> **TASK STATEMENT**:
Lines from the one with "Sample: <point>342,110</point>" up to and including the one with "Sample: <point>71,37</point>" are to be copied exactly from the records below, without their pictures.

> **Point-per-instance localization data**:
#####
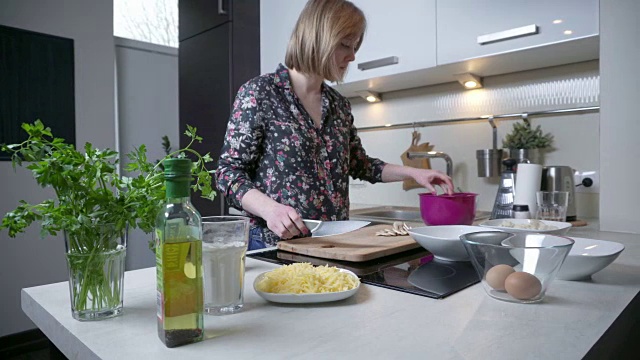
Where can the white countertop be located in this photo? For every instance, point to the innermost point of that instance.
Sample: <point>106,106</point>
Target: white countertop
<point>376,323</point>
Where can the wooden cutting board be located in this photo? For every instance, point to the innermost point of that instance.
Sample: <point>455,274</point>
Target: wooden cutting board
<point>356,246</point>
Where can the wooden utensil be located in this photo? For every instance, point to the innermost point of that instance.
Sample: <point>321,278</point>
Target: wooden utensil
<point>359,245</point>
<point>416,163</point>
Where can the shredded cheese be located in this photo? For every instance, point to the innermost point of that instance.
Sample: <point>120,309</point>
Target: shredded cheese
<point>304,278</point>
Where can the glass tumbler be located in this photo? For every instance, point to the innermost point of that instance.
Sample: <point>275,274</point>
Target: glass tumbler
<point>552,205</point>
<point>224,245</point>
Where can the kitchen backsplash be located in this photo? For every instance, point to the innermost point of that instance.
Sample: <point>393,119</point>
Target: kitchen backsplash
<point>576,136</point>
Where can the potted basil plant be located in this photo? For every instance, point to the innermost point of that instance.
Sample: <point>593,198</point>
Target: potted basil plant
<point>526,142</point>
<point>94,208</point>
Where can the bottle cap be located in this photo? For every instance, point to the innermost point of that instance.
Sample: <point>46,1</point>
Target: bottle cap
<point>177,167</point>
<point>518,207</point>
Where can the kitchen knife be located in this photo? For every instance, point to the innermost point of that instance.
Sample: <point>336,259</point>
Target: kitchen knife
<point>328,228</point>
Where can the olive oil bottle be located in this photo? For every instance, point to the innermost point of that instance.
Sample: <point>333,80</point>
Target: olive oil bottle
<point>178,239</point>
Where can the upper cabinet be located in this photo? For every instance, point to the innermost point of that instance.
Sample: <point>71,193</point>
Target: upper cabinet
<point>400,37</point>
<point>469,29</point>
<point>414,43</point>
<point>277,19</point>
<point>198,16</point>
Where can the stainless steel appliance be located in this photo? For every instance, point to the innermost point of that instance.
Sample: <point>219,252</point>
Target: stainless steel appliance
<point>560,178</point>
<point>506,192</point>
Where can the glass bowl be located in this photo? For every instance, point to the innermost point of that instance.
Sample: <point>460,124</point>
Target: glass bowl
<point>516,267</point>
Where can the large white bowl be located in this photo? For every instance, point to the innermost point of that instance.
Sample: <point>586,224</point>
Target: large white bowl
<point>443,241</point>
<point>548,227</point>
<point>587,257</point>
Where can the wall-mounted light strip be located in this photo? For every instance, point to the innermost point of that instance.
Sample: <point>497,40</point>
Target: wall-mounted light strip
<point>370,96</point>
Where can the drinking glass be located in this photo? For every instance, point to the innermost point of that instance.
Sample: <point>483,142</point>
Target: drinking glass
<point>224,245</point>
<point>552,205</point>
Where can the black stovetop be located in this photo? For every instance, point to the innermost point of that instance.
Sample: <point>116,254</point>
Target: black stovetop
<point>414,271</point>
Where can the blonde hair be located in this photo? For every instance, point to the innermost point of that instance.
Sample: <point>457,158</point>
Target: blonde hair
<point>320,28</point>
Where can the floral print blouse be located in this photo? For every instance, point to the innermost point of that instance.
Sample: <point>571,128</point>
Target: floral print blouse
<point>272,145</point>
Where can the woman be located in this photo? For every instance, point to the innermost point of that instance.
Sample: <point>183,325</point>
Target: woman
<point>291,145</point>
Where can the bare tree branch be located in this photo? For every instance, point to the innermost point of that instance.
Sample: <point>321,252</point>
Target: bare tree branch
<point>153,21</point>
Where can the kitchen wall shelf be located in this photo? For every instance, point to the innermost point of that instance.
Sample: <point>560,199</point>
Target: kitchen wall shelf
<point>514,116</point>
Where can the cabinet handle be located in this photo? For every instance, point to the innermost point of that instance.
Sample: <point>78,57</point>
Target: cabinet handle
<point>508,34</point>
<point>391,60</point>
<point>221,10</point>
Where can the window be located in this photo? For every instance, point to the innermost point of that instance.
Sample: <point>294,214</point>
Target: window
<point>153,21</point>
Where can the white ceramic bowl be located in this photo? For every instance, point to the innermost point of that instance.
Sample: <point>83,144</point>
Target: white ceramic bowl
<point>587,257</point>
<point>528,226</point>
<point>443,241</point>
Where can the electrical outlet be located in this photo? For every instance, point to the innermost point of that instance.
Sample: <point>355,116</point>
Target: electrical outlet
<point>581,179</point>
<point>357,183</point>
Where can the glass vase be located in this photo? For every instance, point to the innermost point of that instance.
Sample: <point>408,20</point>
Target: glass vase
<point>95,260</point>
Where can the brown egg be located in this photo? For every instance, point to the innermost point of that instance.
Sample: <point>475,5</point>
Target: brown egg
<point>497,275</point>
<point>522,285</point>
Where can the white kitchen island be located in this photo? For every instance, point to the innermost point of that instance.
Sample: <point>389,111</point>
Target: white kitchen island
<point>575,320</point>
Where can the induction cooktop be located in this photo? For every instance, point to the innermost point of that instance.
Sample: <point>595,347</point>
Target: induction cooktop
<point>414,271</point>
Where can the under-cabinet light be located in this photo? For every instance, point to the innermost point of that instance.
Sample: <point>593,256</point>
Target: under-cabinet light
<point>469,80</point>
<point>370,96</point>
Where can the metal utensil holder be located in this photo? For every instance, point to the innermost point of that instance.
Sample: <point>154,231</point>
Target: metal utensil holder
<point>490,160</point>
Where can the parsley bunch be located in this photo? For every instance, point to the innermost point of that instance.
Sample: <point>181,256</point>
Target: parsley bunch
<point>89,189</point>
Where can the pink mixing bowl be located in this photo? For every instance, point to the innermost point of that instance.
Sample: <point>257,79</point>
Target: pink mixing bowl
<point>455,209</point>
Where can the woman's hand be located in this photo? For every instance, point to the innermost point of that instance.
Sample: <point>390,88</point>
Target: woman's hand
<point>425,177</point>
<point>432,178</point>
<point>283,220</point>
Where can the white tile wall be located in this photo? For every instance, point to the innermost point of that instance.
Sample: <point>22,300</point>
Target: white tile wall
<point>576,136</point>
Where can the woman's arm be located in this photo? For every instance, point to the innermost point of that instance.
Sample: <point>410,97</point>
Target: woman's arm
<point>283,220</point>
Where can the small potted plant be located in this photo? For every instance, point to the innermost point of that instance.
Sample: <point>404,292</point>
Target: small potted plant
<point>525,142</point>
<point>94,207</point>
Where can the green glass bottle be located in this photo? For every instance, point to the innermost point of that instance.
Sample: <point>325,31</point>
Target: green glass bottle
<point>178,239</point>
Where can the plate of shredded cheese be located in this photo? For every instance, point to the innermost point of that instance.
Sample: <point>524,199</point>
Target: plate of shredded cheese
<point>304,283</point>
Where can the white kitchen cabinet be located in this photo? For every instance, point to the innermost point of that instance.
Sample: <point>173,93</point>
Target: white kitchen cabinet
<point>403,32</point>
<point>277,19</point>
<point>469,29</point>
<point>400,37</point>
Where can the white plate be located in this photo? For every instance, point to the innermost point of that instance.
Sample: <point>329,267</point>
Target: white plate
<point>561,227</point>
<point>306,298</point>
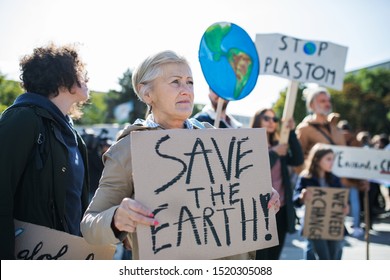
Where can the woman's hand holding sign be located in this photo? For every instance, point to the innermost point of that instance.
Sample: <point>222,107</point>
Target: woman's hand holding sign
<point>130,213</point>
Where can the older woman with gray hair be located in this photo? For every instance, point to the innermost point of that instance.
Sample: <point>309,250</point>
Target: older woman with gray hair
<point>164,82</point>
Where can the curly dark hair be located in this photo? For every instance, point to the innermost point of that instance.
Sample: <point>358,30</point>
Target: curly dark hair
<point>49,68</point>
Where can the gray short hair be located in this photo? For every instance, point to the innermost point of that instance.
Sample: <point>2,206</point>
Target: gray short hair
<point>310,93</point>
<point>151,68</point>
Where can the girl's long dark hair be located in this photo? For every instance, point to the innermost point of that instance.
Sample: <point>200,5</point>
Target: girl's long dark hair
<point>317,152</point>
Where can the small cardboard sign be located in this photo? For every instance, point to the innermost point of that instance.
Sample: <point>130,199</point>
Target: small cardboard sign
<point>302,60</point>
<point>34,242</point>
<point>324,213</point>
<point>361,163</point>
<point>209,190</point>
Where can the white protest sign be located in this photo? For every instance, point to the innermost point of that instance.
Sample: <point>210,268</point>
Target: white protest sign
<point>324,213</point>
<point>302,60</point>
<point>34,242</point>
<point>209,190</point>
<point>361,163</point>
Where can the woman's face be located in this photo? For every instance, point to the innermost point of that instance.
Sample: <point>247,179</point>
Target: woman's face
<point>326,162</point>
<point>172,95</point>
<point>269,122</point>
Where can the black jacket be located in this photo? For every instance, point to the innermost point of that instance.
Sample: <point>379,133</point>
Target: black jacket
<point>32,176</point>
<point>294,157</point>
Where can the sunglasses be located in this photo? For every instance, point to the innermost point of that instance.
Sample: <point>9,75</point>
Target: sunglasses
<point>268,118</point>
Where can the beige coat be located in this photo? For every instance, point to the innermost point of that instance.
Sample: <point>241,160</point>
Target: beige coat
<point>115,184</point>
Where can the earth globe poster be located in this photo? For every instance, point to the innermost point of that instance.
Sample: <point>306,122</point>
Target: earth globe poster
<point>229,60</point>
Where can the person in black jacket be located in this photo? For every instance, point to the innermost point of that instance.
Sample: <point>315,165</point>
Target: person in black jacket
<point>281,157</point>
<point>318,173</point>
<point>43,160</point>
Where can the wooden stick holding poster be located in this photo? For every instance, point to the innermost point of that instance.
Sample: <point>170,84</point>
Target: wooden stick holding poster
<point>229,62</point>
<point>288,111</point>
<point>35,242</point>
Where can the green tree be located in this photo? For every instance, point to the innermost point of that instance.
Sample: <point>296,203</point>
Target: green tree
<point>364,101</point>
<point>125,95</point>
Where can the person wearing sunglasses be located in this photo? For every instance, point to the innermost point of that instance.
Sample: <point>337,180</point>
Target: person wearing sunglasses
<point>281,156</point>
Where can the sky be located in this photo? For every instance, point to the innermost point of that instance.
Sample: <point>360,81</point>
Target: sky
<point>117,35</point>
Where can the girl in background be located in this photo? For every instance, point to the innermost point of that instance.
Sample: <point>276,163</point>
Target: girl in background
<point>281,156</point>
<point>318,173</point>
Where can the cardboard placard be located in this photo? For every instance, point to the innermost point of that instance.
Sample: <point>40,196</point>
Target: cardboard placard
<point>34,242</point>
<point>324,213</point>
<point>361,163</point>
<point>302,60</point>
<point>209,190</point>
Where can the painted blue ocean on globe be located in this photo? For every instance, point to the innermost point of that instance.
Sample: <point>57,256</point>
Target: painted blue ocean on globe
<point>229,60</point>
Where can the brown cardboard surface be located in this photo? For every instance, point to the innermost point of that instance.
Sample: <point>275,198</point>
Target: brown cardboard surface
<point>209,189</point>
<point>34,242</point>
<point>324,216</point>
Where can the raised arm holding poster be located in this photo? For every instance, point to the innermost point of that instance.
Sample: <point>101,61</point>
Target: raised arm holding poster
<point>300,61</point>
<point>209,191</point>
<point>361,163</point>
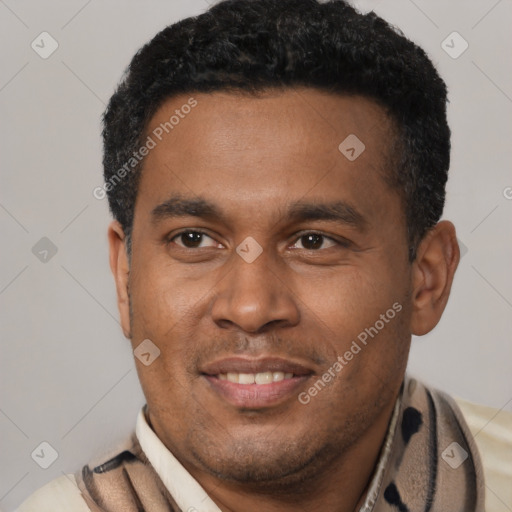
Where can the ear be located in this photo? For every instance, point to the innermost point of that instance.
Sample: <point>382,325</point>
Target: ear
<point>120,268</point>
<point>437,258</point>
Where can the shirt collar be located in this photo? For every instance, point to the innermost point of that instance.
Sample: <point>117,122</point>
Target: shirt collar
<point>182,486</point>
<point>190,496</point>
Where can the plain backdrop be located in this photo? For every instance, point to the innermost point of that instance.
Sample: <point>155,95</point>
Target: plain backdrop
<point>67,373</point>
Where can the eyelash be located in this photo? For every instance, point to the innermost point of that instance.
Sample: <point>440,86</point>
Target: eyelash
<point>341,243</point>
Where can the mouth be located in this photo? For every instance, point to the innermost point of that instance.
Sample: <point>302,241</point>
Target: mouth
<point>256,383</point>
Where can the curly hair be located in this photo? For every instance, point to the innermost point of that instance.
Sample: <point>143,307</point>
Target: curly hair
<point>254,45</point>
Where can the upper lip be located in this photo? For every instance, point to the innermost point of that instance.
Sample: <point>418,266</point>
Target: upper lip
<point>260,365</point>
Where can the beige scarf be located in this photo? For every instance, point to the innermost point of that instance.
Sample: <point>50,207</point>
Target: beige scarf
<point>433,466</point>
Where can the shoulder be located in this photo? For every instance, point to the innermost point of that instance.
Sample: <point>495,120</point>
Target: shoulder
<point>59,495</point>
<point>492,432</point>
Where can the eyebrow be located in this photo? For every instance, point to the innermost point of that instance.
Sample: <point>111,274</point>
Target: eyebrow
<point>299,211</point>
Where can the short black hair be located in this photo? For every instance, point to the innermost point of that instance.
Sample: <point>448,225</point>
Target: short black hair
<point>251,46</point>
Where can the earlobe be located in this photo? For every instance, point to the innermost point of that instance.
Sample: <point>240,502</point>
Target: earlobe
<point>119,265</point>
<point>432,276</point>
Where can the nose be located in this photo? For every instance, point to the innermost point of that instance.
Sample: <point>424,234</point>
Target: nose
<point>254,297</point>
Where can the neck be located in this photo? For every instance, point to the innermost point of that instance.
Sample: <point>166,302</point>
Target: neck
<point>336,482</point>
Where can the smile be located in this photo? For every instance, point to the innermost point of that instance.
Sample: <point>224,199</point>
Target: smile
<point>256,383</point>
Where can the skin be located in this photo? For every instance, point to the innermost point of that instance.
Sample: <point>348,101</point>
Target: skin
<point>301,299</point>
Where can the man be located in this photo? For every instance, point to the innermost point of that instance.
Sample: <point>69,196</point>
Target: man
<point>276,170</point>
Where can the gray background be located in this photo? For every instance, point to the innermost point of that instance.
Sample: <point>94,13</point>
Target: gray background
<point>67,375</point>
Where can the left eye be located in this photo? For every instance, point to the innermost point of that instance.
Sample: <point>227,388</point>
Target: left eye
<point>192,239</point>
<point>314,241</point>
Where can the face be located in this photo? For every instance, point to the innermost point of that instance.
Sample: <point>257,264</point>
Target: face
<point>271,272</point>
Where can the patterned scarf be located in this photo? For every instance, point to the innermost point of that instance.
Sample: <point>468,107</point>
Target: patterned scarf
<point>432,466</point>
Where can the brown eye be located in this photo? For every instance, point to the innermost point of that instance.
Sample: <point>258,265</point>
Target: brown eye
<point>192,239</point>
<point>314,241</point>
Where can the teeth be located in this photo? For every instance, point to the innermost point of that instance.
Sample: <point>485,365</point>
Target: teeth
<point>263,378</point>
<point>246,378</point>
<point>255,378</point>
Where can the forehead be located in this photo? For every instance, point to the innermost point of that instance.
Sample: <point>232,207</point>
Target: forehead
<point>274,147</point>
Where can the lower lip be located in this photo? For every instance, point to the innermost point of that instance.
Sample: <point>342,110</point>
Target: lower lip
<point>256,396</point>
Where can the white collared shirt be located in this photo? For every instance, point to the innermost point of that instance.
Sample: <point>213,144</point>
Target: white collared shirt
<point>63,495</point>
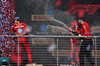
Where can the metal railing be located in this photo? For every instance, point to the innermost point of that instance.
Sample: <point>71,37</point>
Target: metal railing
<point>58,41</point>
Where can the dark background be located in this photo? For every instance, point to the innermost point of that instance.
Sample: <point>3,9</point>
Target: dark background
<point>25,8</point>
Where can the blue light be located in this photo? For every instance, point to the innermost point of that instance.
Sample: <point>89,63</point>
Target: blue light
<point>43,27</point>
<point>19,30</point>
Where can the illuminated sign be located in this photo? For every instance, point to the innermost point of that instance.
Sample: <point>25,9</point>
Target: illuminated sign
<point>42,40</point>
<point>57,30</point>
<point>42,17</point>
<point>90,9</point>
<point>68,65</point>
<point>61,53</point>
<point>96,29</point>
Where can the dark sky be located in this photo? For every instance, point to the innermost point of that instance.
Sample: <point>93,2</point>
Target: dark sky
<point>25,8</point>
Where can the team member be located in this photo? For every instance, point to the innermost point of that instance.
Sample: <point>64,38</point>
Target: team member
<point>4,61</point>
<point>20,28</point>
<point>74,44</point>
<point>86,45</point>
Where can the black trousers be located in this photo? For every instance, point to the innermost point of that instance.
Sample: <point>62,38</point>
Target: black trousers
<point>85,50</point>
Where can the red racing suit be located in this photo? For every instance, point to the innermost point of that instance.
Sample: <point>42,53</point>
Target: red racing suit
<point>22,29</point>
<point>74,43</point>
<point>85,48</point>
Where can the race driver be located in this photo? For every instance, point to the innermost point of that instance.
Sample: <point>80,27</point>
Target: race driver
<point>85,48</point>
<point>20,28</point>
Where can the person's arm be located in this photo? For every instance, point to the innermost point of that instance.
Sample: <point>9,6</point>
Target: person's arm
<point>85,30</point>
<point>27,30</point>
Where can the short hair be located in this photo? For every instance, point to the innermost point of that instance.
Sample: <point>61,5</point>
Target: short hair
<point>83,19</point>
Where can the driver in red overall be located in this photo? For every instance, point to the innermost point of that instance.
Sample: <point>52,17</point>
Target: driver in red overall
<point>20,28</point>
<point>74,44</point>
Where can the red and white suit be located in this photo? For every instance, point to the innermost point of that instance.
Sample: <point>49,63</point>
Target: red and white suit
<point>22,29</point>
<point>74,43</point>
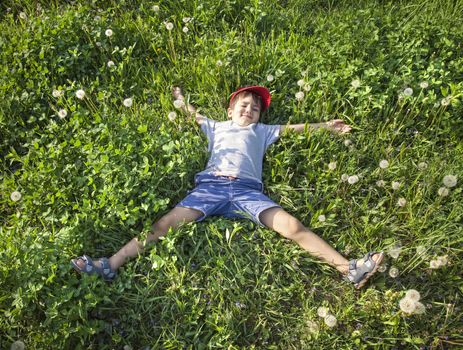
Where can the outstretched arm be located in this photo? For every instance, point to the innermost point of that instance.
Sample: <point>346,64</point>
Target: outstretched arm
<point>186,107</point>
<point>336,125</point>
#####
> **EXPECTED ANSWER**:
Sample: <point>342,110</point>
Target: lower lip
<point>256,396</point>
Where can the white collared shirt be located in this photo? For every instance, point to the innermost point of that instance.
Sample: <point>213,144</point>
Target: white collared shirt
<point>63,495</point>
Where can the metal railing be located in this photo? For every instance, point to the innermost point of that instance.
Sample: <point>71,37</point>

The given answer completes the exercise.